*** Opening Provided material ***

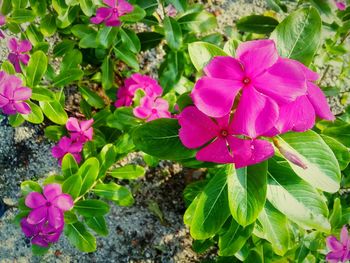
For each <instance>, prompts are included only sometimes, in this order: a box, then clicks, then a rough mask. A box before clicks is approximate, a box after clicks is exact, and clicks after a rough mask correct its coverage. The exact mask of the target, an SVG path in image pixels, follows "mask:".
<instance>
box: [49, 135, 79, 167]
mask: <svg viewBox="0 0 350 263" xmlns="http://www.w3.org/2000/svg"><path fill="white" fill-rule="evenodd" d="M82 149H83V143H82V142H77V141H74V140H73V139H71V138H68V137H66V136H64V137H62V138H61V139H60V140H59V142H58V144H57V145H55V146H54V147H53V148H52V151H51V152H52V155H53V157H55V158H57V159H58V163H59V165H61V164H62V159H63V157H64V156H65V155H66V154H67V153H70V154H72V155H73V157H74V159H75V160H76V161H77V163H80V161H81V156H80V152H81V151H82Z"/></svg>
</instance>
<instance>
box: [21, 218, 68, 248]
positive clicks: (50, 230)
mask: <svg viewBox="0 0 350 263" xmlns="http://www.w3.org/2000/svg"><path fill="white" fill-rule="evenodd" d="M20 224H21V228H22V231H23V233H24V234H25V236H26V237H28V238H30V239H31V242H32V244H34V245H37V246H41V247H47V246H48V245H49V244H50V243H55V242H57V241H58V239H59V238H60V235H61V234H62V231H63V225H62V226H60V227H58V228H54V227H52V226H50V225H49V224H47V223H45V222H42V223H39V224H34V225H32V224H29V223H28V221H27V218H23V219H22V220H21V222H20Z"/></svg>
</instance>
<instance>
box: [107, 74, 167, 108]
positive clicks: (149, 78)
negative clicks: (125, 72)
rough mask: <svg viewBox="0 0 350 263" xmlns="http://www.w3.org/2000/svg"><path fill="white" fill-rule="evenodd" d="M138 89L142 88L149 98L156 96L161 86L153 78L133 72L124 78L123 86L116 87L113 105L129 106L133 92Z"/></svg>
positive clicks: (131, 98)
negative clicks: (117, 87)
mask: <svg viewBox="0 0 350 263" xmlns="http://www.w3.org/2000/svg"><path fill="white" fill-rule="evenodd" d="M138 89H141V90H143V91H144V92H145V94H146V95H147V96H148V97H151V98H156V97H157V96H160V95H161V94H162V93H163V89H162V87H161V86H159V84H158V82H157V81H156V80H155V79H153V78H151V77H149V76H144V75H141V74H139V73H135V74H132V75H131V76H130V78H127V79H126V80H125V82H124V86H123V87H121V88H119V89H118V93H117V101H116V102H115V104H114V106H115V107H116V108H119V107H122V106H127V107H128V106H131V104H132V100H133V98H134V96H135V92H136V91H137V90H138Z"/></svg>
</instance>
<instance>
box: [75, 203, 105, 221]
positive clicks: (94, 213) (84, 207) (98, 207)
mask: <svg viewBox="0 0 350 263" xmlns="http://www.w3.org/2000/svg"><path fill="white" fill-rule="evenodd" d="M74 209H75V210H76V211H77V212H78V213H79V214H81V215H82V216H85V217H94V216H103V215H105V214H107V213H108V212H109V205H108V204H106V203H105V202H103V201H100V200H81V201H78V202H76V203H75V204H74Z"/></svg>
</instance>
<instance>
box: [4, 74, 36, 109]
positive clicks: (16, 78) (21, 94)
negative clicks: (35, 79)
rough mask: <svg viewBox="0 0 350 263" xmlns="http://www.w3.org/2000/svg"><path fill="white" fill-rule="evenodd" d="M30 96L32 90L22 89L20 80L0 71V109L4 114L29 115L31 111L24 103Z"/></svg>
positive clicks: (21, 85)
mask: <svg viewBox="0 0 350 263" xmlns="http://www.w3.org/2000/svg"><path fill="white" fill-rule="evenodd" d="M31 95H32V90H31V89H30V88H27V87H22V80H21V79H20V78H17V77H16V76H12V75H8V74H6V73H5V72H3V71H0V108H1V109H2V111H3V112H4V113H5V114H9V115H10V114H16V113H21V114H29V113H30V112H31V109H30V107H29V105H28V104H27V103H25V102H24V101H26V100H28V99H29V98H30V96H31Z"/></svg>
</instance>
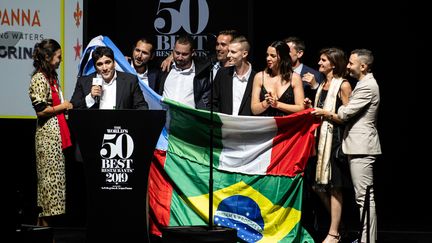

*** Closing Provided material ***

● **Task statement**
How many lines in the records contain the word "negative"? Give only the count.

● **Exercise answer**
3